→ **Teks yang Diberikan**:

Ia mengatakan sejauh ini vaksin Sinovac belum diakui oleh Pemerintah Arab Saudi. Oleh karena itu, solusinya adalah pemerintah membantu menyediakan booster vaksin bagi calon jamaah umroh.
"Vaksin yang diakui di Saudi adalah Moderna, Pfizer, AstraZeneca, dan Johnson and Johnson. Sementara sekarang, sertifikat vaksin dari Indonesia belum bisa terbaca oleh pihak Saudi," katanya.
Oleh karena itu, ia berharap penyediaan booster vaksin segera dilakukan mengingat sesuai dengan aturan pemerintah Arab Saudi, calon jamaah umroh sudah memperoleh booster vaksin paling tidak 14 hari sebelum keberangkatan. "Karena ada tambahan biaya termasuk wajib melampirkan hasil tes PCR dan lolos tes kesehatan, maka akan ada penambahan biaya yang dikenakan oleh calon jamaah umroh sekitar Rp 5-7 juta. Itu diluar (biaya) karantina," katanya.
Biaya normal umroh, yakni sebelum adanya penambahan biaya untuk vaksin dan tes kesehatan di kisaran Rp 25-30 juta. Sementara itu, terkait dengan aturan tersebut, hingga saat ini masih dibahas di tingkat Kementerian Agama.
"Peraturan Menteri Agama (PMA) yang masih digodok, terkait proses pemberangkatan. Oleh karena itu, saat ini kami memberitahukan jamaah untuk siap-siap sambil menunggu peraturan dari menteri agama," katanya.
Ia berharap keputusan bisa cepat keluar, sehingga calon jamaah umroh bisa segera berangkat. "Dari informasi yang kami terima, paling tidak dalam tiga pekan hingga satu bulan ke depan bisa diberangkatkan. Untuk tahap awal akan diatur satu pintu seperti haji, jadi lewat embarkasi. Wacana ini masih dibahas, masih menunggu regulasinya," katanya.

→ **Data Tersedia**:
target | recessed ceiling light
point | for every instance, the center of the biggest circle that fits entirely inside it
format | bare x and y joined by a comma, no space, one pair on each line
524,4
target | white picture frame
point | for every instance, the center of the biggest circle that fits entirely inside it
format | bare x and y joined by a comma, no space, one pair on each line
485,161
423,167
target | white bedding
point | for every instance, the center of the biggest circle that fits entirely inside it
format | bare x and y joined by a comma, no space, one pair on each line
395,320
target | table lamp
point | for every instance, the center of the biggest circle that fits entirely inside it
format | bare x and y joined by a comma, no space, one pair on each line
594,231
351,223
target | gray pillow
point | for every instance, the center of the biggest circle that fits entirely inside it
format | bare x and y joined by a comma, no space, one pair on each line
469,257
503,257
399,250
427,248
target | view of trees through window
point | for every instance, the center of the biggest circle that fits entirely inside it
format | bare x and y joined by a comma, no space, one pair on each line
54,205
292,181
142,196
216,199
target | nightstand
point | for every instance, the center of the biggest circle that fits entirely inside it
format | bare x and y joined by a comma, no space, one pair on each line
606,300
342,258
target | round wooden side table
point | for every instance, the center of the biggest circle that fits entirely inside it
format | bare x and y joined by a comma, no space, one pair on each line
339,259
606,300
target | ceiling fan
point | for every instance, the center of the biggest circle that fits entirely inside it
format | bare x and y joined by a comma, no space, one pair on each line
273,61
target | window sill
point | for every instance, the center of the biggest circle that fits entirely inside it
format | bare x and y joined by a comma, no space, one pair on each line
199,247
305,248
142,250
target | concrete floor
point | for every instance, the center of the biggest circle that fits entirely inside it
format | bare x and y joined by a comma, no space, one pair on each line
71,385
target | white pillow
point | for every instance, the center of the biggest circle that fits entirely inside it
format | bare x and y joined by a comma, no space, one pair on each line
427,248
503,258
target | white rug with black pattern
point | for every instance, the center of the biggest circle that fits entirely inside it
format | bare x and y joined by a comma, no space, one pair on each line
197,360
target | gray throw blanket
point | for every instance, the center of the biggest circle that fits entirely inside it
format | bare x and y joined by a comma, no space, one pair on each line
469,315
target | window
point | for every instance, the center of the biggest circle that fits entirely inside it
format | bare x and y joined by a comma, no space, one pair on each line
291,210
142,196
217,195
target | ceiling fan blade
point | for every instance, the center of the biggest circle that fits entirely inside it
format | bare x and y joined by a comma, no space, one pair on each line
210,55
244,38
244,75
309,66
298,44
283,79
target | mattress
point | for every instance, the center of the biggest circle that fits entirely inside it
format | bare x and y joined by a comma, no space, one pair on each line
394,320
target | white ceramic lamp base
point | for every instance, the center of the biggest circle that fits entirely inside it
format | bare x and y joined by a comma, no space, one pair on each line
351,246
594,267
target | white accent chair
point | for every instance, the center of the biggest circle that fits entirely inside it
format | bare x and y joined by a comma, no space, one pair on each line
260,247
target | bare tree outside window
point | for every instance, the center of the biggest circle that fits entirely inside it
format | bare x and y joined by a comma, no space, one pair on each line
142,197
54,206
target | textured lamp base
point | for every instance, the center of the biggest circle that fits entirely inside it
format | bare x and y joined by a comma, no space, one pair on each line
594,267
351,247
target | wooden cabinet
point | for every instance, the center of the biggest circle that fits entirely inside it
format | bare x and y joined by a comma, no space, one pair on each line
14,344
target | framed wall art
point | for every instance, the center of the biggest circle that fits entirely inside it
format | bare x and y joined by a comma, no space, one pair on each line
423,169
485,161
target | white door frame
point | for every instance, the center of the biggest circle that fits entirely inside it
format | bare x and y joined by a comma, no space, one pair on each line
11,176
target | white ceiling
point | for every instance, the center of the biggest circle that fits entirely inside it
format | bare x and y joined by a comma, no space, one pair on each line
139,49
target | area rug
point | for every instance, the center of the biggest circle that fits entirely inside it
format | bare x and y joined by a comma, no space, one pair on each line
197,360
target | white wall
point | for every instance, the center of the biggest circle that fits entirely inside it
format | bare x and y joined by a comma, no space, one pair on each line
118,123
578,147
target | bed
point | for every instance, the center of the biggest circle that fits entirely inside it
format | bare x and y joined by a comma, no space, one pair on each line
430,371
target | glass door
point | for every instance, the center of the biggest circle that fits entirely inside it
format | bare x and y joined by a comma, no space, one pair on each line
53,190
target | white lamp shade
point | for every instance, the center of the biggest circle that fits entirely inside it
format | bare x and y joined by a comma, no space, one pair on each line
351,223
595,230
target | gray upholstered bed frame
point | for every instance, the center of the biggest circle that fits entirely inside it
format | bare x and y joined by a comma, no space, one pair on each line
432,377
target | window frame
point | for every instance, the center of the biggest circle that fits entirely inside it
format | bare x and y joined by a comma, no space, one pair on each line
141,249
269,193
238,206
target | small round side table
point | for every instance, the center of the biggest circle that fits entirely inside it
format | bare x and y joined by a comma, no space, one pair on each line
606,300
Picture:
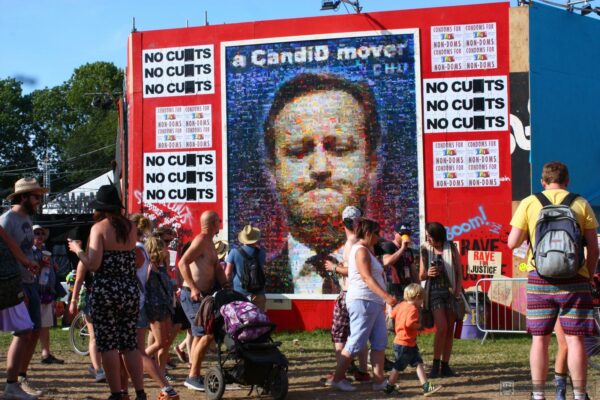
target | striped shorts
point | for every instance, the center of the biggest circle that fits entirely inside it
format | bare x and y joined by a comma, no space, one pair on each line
568,299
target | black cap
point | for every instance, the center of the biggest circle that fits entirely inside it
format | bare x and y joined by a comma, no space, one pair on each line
402,229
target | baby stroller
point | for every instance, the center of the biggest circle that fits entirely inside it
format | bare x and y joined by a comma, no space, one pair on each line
257,363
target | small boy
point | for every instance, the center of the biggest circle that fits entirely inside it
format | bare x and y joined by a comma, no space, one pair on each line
407,325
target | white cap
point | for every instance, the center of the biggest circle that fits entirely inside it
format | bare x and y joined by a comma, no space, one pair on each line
351,212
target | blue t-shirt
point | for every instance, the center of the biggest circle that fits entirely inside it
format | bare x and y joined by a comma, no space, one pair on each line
237,259
19,229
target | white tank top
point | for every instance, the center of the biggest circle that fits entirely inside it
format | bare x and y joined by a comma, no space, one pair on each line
357,288
142,272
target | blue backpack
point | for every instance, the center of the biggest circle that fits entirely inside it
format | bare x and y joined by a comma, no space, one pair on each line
558,251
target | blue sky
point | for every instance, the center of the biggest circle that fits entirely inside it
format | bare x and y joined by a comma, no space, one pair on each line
43,41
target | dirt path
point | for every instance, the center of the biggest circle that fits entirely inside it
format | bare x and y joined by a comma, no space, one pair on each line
71,381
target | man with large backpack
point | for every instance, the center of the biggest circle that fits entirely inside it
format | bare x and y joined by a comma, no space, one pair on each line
245,266
565,224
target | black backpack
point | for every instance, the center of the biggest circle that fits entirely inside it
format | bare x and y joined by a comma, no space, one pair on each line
253,277
558,249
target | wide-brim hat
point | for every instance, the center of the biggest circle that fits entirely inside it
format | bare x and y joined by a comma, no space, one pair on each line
107,199
249,235
27,185
221,246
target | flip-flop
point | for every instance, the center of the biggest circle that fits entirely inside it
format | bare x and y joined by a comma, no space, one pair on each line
182,355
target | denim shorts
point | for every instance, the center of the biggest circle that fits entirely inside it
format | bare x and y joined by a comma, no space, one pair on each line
143,322
406,356
367,323
190,308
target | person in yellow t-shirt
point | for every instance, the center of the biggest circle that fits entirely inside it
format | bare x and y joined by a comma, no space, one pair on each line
407,326
568,300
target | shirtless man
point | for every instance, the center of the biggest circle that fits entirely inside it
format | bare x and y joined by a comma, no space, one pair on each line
200,270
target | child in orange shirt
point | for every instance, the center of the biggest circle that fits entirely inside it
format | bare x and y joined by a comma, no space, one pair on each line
407,326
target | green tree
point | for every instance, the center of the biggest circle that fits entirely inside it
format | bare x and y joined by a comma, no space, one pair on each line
16,132
76,123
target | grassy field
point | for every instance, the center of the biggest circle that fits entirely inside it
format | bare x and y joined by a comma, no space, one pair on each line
482,369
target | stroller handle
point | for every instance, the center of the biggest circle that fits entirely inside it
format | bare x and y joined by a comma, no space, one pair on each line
242,328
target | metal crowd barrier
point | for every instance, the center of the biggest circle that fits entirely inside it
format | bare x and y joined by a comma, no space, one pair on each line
500,305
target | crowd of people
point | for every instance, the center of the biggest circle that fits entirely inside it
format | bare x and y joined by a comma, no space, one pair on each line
135,300
380,277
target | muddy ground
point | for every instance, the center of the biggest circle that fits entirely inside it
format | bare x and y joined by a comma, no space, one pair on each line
307,368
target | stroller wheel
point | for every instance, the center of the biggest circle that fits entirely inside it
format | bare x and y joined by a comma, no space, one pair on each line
278,382
214,383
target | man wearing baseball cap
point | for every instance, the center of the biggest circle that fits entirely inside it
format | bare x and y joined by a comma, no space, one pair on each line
25,200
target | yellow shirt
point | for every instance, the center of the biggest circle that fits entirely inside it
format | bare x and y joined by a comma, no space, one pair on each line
526,217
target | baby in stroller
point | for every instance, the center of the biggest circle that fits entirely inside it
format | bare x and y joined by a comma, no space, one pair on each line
246,354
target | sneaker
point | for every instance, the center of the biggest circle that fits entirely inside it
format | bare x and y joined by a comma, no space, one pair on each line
182,355
343,385
389,389
561,389
380,387
429,389
29,388
100,376
447,372
50,359
170,365
352,368
360,376
142,396
194,383
13,391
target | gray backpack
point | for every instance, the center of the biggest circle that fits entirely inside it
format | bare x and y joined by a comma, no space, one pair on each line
558,251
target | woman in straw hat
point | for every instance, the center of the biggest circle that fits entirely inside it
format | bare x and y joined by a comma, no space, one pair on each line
25,200
115,299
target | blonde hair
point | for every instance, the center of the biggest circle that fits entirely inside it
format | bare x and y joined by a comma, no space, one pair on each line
413,292
155,246
142,223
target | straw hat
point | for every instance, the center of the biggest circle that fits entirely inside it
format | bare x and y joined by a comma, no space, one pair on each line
27,185
107,199
249,235
221,246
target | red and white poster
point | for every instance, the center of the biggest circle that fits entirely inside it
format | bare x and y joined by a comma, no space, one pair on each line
296,119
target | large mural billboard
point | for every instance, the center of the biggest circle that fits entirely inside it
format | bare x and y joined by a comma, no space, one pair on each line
312,126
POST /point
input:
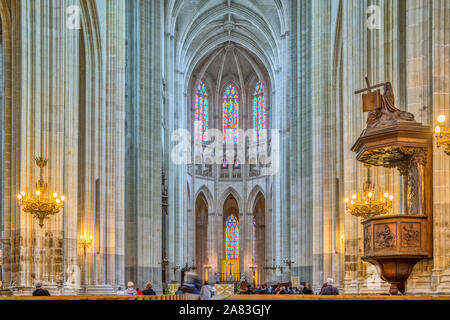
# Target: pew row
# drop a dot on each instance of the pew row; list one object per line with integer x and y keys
{"x": 107, "y": 297}
{"x": 330, "y": 297}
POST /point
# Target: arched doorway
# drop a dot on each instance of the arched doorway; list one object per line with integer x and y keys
{"x": 258, "y": 238}
{"x": 230, "y": 269}
{"x": 201, "y": 235}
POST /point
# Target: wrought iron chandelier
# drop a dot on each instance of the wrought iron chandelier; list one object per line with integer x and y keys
{"x": 40, "y": 202}
{"x": 369, "y": 203}
{"x": 442, "y": 135}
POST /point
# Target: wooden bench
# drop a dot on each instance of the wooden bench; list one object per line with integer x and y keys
{"x": 107, "y": 297}
{"x": 330, "y": 297}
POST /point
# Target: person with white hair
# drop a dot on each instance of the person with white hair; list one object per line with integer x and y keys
{"x": 131, "y": 291}
{"x": 329, "y": 289}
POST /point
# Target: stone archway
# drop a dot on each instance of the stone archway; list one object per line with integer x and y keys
{"x": 201, "y": 234}
{"x": 259, "y": 237}
{"x": 230, "y": 265}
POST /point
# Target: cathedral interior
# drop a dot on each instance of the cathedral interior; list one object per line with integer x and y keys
{"x": 237, "y": 139}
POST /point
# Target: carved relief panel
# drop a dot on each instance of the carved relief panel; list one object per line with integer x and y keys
{"x": 410, "y": 234}
{"x": 385, "y": 235}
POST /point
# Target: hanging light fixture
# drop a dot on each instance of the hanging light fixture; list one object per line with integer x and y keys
{"x": 368, "y": 203}
{"x": 39, "y": 201}
{"x": 442, "y": 135}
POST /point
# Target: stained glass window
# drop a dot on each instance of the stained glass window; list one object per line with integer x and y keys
{"x": 232, "y": 238}
{"x": 201, "y": 113}
{"x": 254, "y": 241}
{"x": 230, "y": 115}
{"x": 259, "y": 112}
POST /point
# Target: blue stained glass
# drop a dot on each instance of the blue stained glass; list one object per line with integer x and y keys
{"x": 259, "y": 112}
{"x": 232, "y": 238}
{"x": 230, "y": 115}
{"x": 201, "y": 113}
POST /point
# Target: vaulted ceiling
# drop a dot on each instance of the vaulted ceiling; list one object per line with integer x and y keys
{"x": 204, "y": 27}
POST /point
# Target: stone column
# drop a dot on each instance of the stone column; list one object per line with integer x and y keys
{"x": 144, "y": 153}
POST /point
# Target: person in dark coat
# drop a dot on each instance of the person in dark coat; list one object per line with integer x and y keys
{"x": 329, "y": 289}
{"x": 40, "y": 291}
{"x": 307, "y": 289}
{"x": 148, "y": 290}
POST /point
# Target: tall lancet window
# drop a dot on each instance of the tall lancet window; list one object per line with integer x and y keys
{"x": 259, "y": 112}
{"x": 230, "y": 115}
{"x": 232, "y": 238}
{"x": 201, "y": 113}
{"x": 253, "y": 241}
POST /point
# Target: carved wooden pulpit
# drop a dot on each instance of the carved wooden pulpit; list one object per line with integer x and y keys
{"x": 392, "y": 139}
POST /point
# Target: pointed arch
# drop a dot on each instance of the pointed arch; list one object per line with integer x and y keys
{"x": 230, "y": 114}
{"x": 252, "y": 197}
{"x": 201, "y": 112}
{"x": 201, "y": 232}
{"x": 206, "y": 193}
{"x": 230, "y": 191}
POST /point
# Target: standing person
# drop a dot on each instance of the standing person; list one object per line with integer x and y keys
{"x": 323, "y": 286}
{"x": 148, "y": 290}
{"x": 40, "y": 291}
{"x": 205, "y": 292}
{"x": 130, "y": 290}
{"x": 329, "y": 289}
{"x": 120, "y": 292}
{"x": 179, "y": 291}
{"x": 307, "y": 289}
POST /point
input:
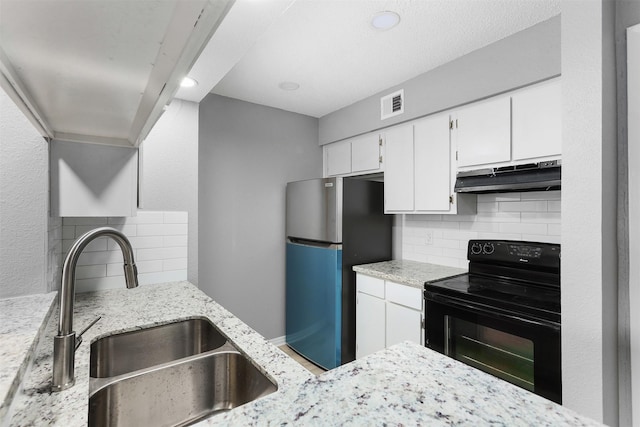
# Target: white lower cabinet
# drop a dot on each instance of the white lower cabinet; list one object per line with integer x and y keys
{"x": 370, "y": 314}
{"x": 387, "y": 313}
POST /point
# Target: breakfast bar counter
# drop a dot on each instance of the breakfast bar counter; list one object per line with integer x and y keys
{"x": 405, "y": 384}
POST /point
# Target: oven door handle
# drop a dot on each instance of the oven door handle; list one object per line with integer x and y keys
{"x": 489, "y": 311}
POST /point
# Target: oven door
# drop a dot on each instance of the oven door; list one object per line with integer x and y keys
{"x": 519, "y": 349}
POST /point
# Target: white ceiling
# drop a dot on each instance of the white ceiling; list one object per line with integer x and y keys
{"x": 100, "y": 70}
{"x": 330, "y": 48}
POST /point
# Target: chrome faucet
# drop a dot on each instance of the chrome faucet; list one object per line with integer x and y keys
{"x": 66, "y": 343}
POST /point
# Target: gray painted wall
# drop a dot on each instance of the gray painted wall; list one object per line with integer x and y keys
{"x": 169, "y": 170}
{"x": 594, "y": 140}
{"x": 526, "y": 57}
{"x": 247, "y": 154}
{"x": 24, "y": 175}
{"x": 627, "y": 15}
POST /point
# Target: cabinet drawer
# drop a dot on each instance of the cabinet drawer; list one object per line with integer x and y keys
{"x": 404, "y": 295}
{"x": 370, "y": 285}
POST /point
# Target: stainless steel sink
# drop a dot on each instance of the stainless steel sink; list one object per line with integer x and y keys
{"x": 170, "y": 375}
{"x": 180, "y": 393}
{"x": 130, "y": 351}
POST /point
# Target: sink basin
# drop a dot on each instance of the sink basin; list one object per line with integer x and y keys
{"x": 180, "y": 393}
{"x": 170, "y": 375}
{"x": 130, "y": 351}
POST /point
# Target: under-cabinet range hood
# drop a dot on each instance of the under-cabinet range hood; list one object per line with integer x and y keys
{"x": 529, "y": 177}
{"x": 101, "y": 71}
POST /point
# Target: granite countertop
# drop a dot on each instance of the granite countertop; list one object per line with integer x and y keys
{"x": 410, "y": 273}
{"x": 404, "y": 384}
{"x": 21, "y": 322}
{"x": 130, "y": 309}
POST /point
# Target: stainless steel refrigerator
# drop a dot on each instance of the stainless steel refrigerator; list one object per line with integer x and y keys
{"x": 332, "y": 224}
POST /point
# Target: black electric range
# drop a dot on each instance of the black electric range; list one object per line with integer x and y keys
{"x": 503, "y": 316}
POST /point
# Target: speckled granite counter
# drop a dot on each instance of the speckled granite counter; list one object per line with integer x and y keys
{"x": 129, "y": 309}
{"x": 410, "y": 273}
{"x": 405, "y": 384}
{"x": 21, "y": 322}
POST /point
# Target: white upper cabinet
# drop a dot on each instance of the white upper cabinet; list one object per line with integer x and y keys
{"x": 398, "y": 175}
{"x": 483, "y": 132}
{"x": 365, "y": 153}
{"x": 420, "y": 169}
{"x": 433, "y": 164}
{"x": 338, "y": 158}
{"x": 537, "y": 121}
{"x": 524, "y": 126}
{"x": 356, "y": 156}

→ **Tugas Anda**:
Menurut teks tentang umroh, berapa kisaran biaya normal umroh sebelum ada tambahan biaya untuk vaksin dan tes kesehatan?

→ **Jawaban Lengkap**:
Rp 25-30 juta.